* ASSIGNED TASK: The entries are to be repeated verbatim, with nothing left out.

* RECORD EXTRACTS:
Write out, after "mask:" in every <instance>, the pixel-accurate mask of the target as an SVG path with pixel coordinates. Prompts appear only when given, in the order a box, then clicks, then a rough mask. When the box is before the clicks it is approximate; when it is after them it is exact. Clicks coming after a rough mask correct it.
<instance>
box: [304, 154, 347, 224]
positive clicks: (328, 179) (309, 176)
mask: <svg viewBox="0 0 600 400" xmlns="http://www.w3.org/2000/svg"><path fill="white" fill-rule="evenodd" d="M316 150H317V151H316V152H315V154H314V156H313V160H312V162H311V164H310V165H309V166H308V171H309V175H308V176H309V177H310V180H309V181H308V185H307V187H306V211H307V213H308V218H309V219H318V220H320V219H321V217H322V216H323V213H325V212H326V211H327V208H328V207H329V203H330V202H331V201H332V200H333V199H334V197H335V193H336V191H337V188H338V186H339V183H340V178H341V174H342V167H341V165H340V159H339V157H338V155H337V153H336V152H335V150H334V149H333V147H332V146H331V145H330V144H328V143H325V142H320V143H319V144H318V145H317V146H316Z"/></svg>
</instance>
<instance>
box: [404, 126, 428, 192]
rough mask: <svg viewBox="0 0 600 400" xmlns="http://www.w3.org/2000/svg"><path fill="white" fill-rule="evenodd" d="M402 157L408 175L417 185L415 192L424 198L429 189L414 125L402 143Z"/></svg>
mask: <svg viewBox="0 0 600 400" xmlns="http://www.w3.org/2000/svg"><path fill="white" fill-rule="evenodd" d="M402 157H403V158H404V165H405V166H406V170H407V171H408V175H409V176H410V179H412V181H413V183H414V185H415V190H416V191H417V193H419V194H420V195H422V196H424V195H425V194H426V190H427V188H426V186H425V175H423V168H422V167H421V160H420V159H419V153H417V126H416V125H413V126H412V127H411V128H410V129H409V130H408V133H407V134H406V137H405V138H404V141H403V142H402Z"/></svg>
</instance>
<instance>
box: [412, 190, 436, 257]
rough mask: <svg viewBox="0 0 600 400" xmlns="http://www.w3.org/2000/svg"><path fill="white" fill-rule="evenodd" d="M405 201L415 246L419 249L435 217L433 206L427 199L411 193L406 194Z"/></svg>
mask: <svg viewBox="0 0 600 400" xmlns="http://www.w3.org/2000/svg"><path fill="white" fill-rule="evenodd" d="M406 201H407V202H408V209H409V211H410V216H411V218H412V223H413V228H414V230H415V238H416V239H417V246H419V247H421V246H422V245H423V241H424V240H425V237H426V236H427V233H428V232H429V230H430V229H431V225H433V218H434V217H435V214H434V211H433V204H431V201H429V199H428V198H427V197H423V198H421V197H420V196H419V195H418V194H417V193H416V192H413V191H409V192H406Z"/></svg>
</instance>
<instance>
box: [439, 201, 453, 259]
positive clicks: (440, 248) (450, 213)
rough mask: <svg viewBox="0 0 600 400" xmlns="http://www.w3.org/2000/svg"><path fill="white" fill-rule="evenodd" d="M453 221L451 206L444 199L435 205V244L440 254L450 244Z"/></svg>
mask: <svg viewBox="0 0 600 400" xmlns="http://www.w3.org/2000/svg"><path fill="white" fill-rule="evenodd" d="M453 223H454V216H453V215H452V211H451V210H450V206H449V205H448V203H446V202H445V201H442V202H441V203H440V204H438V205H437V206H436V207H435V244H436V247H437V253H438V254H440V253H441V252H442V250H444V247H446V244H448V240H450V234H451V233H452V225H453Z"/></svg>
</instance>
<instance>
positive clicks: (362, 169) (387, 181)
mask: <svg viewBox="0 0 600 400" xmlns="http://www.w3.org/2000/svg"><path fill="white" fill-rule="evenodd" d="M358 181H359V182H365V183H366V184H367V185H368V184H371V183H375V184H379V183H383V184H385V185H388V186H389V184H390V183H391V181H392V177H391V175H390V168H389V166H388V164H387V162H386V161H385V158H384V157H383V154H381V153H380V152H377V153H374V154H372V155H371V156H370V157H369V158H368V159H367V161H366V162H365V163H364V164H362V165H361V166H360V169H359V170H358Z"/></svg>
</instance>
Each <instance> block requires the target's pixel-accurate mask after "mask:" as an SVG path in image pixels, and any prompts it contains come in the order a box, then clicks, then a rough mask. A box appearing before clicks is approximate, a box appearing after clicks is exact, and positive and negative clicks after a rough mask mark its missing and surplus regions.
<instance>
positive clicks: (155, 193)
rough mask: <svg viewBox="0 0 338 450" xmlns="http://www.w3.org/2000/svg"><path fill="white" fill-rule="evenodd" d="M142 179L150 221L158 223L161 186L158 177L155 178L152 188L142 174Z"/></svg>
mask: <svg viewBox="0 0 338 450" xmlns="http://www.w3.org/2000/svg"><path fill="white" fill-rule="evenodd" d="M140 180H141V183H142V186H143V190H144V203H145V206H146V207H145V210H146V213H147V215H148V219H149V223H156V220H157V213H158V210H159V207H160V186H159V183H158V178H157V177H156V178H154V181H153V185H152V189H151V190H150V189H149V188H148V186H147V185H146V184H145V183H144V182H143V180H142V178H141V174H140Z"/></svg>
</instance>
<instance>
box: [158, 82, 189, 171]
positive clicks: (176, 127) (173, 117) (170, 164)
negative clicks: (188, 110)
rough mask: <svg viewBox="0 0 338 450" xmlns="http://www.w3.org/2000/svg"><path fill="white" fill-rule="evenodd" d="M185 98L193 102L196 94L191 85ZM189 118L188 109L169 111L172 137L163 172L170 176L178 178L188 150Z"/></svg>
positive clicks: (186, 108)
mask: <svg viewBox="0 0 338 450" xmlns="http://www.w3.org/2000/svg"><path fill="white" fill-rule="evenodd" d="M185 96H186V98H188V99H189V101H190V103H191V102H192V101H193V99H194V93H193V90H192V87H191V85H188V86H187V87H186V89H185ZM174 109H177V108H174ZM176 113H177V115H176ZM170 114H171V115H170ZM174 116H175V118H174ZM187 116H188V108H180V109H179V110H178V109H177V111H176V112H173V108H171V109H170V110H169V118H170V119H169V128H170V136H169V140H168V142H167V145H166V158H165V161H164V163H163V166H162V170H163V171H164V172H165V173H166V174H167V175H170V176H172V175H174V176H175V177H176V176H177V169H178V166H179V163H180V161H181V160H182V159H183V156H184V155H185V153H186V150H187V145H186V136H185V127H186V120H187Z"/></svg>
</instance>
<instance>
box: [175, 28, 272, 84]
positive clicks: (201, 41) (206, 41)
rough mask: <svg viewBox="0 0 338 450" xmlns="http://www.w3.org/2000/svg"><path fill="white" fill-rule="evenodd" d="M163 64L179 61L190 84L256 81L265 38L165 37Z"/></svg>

* RESPONSE AREA:
Write out, after "mask:" in every <instance>, the pixel-accurate mask of the target as an SVG path with pixel coordinates. Prompts appear only when given, in the order a box, then clicks, then a rough mask. When the box is before the clicks it is approximate; when it is after them it is exact. Clicks coming after a rough mask correct it.
<instance>
box: [304, 154, 347, 224]
positive clicks: (328, 179) (309, 176)
mask: <svg viewBox="0 0 600 400" xmlns="http://www.w3.org/2000/svg"><path fill="white" fill-rule="evenodd" d="M316 150H317V151H316V152H315V154H314V156H313V160H312V162H311V164H310V165H309V166H308V171H309V175H308V176H309V177H310V180H309V181H308V185H307V187H306V211H307V213H308V218H309V219H318V220H320V219H321V217H322V216H323V213H325V212H326V211H327V208H328V207H329V203H330V202H331V201H332V200H333V199H334V197H335V193H336V191H337V188H338V186H339V183H340V178H341V174H342V167H341V165H340V159H339V157H338V155H337V153H336V152H335V150H334V149H333V147H332V146H331V145H330V144H328V143H325V142H320V143H319V144H318V145H317V146H316Z"/></svg>
</instance>
<instance>
box: [404, 126, 428, 192]
rough mask: <svg viewBox="0 0 600 400" xmlns="http://www.w3.org/2000/svg"><path fill="white" fill-rule="evenodd" d="M402 157L408 175L417 185L415 192L424 198L429 189L414 125L402 143Z"/></svg>
mask: <svg viewBox="0 0 600 400" xmlns="http://www.w3.org/2000/svg"><path fill="white" fill-rule="evenodd" d="M402 157H403V158H404V165H405V166H406V170H407V171H408V175H409V176H410V179H412V181H413V183H414V185H415V190H416V191H417V193H419V194H420V195H422V196H424V195H425V194H426V190H427V188H426V186H425V175H423V168H422V167H421V160H420V159H419V153H417V126H416V125H413V126H412V127H411V128H410V129H409V130H408V133H407V134H406V137H405V138H404V141H403V142H402Z"/></svg>
</instance>
<instance>
box: [412, 190, 436, 257]
rough mask: <svg viewBox="0 0 600 400" xmlns="http://www.w3.org/2000/svg"><path fill="white" fill-rule="evenodd" d="M405 201L415 246L419 249L435 217L433 206L427 199L411 193L406 194Z"/></svg>
mask: <svg viewBox="0 0 600 400" xmlns="http://www.w3.org/2000/svg"><path fill="white" fill-rule="evenodd" d="M406 201H407V202H408V209H409V211H410V216H411V218H412V223H413V228H414V230H415V238H416V239H417V246H419V247H421V246H422V245H423V241H424V240H425V237H426V236H427V233H428V232H429V230H430V229H431V225H433V218H434V217H435V214H434V211H433V204H431V201H429V199H428V198H427V197H423V198H421V197H420V196H419V195H418V194H417V193H416V192H413V191H409V192H406Z"/></svg>
</instance>
<instance>
box: [439, 201, 453, 259]
positive clicks: (440, 248) (450, 213)
rough mask: <svg viewBox="0 0 600 400" xmlns="http://www.w3.org/2000/svg"><path fill="white" fill-rule="evenodd" d="M453 221L451 206L444 199L435 205V244L440 254L450 244Z"/></svg>
mask: <svg viewBox="0 0 600 400" xmlns="http://www.w3.org/2000/svg"><path fill="white" fill-rule="evenodd" d="M453 223H454V216H453V215H452V211H451V210H450V206H449V205H448V203H446V202H445V201H442V202H441V203H440V204H438V205H437V206H436V207H435V244H436V247H437V253H438V254H440V253H441V252H442V250H444V247H446V244H448V240H450V234H451V233H452V225H453Z"/></svg>
</instance>
<instance>
positive clicks: (362, 169) (387, 181)
mask: <svg viewBox="0 0 600 400" xmlns="http://www.w3.org/2000/svg"><path fill="white" fill-rule="evenodd" d="M358 181H359V182H365V183H366V184H367V185H368V184H371V183H375V184H379V183H383V184H385V185H388V186H389V184H390V183H391V181H392V177H391V175H390V168H389V166H388V164H387V162H386V161H385V158H384V157H383V154H381V153H380V152H377V153H374V154H372V155H371V156H370V157H369V158H368V159H367V161H366V162H365V163H364V164H362V165H361V166H360V169H359V170H358Z"/></svg>
</instance>
Each <instance> block requires the target's pixel-accurate mask after "mask:" as an SVG path in image pixels, and any prompts it contains come in the order a box, then clicks, then a rough mask. A box appearing before clicks is approximate, a box appearing after clicks is exact, and positive and negative clicks after a rough mask mark its missing and surplus regions.
<instance>
positive clicks: (155, 193)
rough mask: <svg viewBox="0 0 338 450" xmlns="http://www.w3.org/2000/svg"><path fill="white" fill-rule="evenodd" d="M142 179L150 221L158 223L161 186L158 177L155 178L152 188L142 174Z"/></svg>
mask: <svg viewBox="0 0 338 450" xmlns="http://www.w3.org/2000/svg"><path fill="white" fill-rule="evenodd" d="M140 180H141V183H142V186H143V190H144V203H145V206H146V207H145V210H146V213H147V215H148V219H149V223H156V220H157V213H158V210H159V207H160V186H159V183H158V178H157V177H156V178H154V181H153V185H152V189H151V190H150V189H149V188H148V186H147V185H146V184H145V183H144V182H143V180H142V178H141V174H140Z"/></svg>
</instance>
<instance>
box: [158, 82, 189, 171]
positive clicks: (176, 127) (173, 117) (170, 164)
negative clicks: (188, 110)
rough mask: <svg viewBox="0 0 338 450" xmlns="http://www.w3.org/2000/svg"><path fill="white" fill-rule="evenodd" d="M185 98L193 102L196 94L191 85ZM189 118L188 109L169 111L172 137L163 172L170 176L178 178L188 150Z"/></svg>
positive clicks: (186, 108)
mask: <svg viewBox="0 0 338 450" xmlns="http://www.w3.org/2000/svg"><path fill="white" fill-rule="evenodd" d="M185 96H186V98H188V99H189V101H190V103H191V102H192V101H193V99H194V93H193V90H192V87H191V85H188V86H187V87H186V89H185ZM174 109H177V108H174ZM176 113H177V115H176ZM170 114H171V115H170ZM174 116H175V118H174ZM187 116H188V108H180V109H179V110H178V109H177V111H176V112H173V108H171V109H170V110H169V118H170V119H169V128H170V136H169V140H168V142H167V145H166V158H165V161H164V163H163V166H162V170H163V171H164V172H165V173H166V174H167V175H170V176H172V175H174V176H175V177H176V176H177V169H178V166H179V163H180V161H181V160H182V159H183V156H184V155H185V153H186V150H187V145H186V136H185V127H186V120H187Z"/></svg>
</instance>
<instance>
box: [175, 28, 272, 84]
positive clicks: (201, 41) (206, 41)
rough mask: <svg viewBox="0 0 338 450" xmlns="http://www.w3.org/2000/svg"><path fill="white" fill-rule="evenodd" d="M163 64L179 61L190 84L256 81L265 38L165 37Z"/></svg>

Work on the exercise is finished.